Start of Entries shown
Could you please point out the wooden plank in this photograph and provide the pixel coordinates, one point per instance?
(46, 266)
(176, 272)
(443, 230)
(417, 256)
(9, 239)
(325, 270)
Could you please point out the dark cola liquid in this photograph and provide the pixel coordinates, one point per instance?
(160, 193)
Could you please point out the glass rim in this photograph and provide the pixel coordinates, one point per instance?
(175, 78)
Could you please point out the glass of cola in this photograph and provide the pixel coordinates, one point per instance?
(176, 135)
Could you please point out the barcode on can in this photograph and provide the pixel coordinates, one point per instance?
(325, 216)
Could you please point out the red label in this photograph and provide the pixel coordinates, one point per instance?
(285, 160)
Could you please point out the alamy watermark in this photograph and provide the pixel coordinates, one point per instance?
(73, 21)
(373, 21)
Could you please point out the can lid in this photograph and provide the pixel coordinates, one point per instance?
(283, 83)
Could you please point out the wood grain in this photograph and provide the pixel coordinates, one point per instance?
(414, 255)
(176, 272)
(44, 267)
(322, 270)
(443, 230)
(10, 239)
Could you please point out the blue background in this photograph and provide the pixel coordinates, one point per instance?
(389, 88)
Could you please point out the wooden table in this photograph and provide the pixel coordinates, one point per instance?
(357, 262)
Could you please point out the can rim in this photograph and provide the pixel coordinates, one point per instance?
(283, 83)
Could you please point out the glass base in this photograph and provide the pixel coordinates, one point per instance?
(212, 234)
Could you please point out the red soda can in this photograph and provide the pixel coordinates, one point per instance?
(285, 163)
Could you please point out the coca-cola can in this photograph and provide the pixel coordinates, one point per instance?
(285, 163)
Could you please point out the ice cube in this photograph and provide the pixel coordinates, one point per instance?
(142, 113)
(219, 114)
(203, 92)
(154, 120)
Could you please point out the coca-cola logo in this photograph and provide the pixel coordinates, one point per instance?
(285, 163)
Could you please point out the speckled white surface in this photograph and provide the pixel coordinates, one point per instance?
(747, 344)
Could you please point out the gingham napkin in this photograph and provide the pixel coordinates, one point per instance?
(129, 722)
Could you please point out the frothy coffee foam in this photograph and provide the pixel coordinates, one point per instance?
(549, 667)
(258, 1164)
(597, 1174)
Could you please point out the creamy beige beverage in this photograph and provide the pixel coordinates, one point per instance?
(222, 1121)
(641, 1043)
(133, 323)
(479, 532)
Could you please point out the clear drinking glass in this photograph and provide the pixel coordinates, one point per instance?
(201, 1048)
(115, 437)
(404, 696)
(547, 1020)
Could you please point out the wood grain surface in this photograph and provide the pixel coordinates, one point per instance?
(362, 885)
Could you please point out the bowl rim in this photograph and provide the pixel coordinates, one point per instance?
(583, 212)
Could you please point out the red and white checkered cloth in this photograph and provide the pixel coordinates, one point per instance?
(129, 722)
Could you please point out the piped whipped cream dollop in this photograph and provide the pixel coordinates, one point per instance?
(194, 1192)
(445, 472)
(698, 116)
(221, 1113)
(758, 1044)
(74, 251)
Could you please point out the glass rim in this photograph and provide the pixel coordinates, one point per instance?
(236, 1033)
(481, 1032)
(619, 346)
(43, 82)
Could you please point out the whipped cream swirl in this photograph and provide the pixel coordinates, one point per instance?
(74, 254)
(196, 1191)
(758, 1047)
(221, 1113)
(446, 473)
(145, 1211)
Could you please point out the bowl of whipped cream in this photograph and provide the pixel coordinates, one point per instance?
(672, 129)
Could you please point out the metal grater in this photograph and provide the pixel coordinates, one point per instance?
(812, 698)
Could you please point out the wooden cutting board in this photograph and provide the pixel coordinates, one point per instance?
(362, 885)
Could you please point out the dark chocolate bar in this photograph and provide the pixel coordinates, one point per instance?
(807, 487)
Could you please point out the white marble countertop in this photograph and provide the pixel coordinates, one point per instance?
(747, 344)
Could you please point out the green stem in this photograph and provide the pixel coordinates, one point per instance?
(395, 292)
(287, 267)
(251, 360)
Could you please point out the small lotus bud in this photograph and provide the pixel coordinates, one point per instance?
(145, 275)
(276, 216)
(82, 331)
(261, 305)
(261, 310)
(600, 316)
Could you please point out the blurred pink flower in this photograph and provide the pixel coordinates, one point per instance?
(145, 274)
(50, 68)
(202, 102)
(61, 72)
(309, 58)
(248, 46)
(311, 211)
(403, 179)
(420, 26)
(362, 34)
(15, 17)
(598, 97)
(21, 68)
End of Entries shown
#### Task description
Extract, exactly, the lines above that begin at the line containing "Could you please point out the whipped" and end at the final line of the records; add no other text.

#### Task solution
Could you please point out the whipped cream swirl in this photograph and provide the pixel coordinates, one point per instance?
(74, 254)
(196, 1191)
(758, 1047)
(221, 1113)
(446, 473)
(145, 1211)
Could you please point out the bowl of whipped cream in this photograph and provide the pixel coordinates, one point per instance?
(672, 129)
Could you please point out the metal grater in this photograph and provide the pixel coordinates, one point per instance?
(812, 698)
Could you please point out the wooden cutting board in this photograph and provide the pixel coordinates, one point per instance?
(362, 885)
Could you please point out the dark chocolate bar in this photograph and provide the pixel coordinates, one point per instance?
(807, 487)
Could you please point out the white marble countertop in this photograph and provide the pixel coordinates, one point per instance?
(747, 344)
Could you please point out the green stem in this photograph and provide the pixel coordinates, one point per instance?
(395, 292)
(287, 267)
(251, 360)
Could you please point out the small lotus bud in this photograph and provide the pixel coordinates, one point per instance?
(145, 275)
(276, 216)
(82, 331)
(261, 305)
(261, 310)
(600, 316)
Could you please point out the blurred pink flower in this photograph and provide the pixel coordinates, one point per instance?
(145, 274)
(50, 68)
(202, 102)
(61, 72)
(309, 58)
(248, 46)
(311, 211)
(403, 179)
(420, 26)
(362, 34)
(15, 17)
(598, 97)
(21, 68)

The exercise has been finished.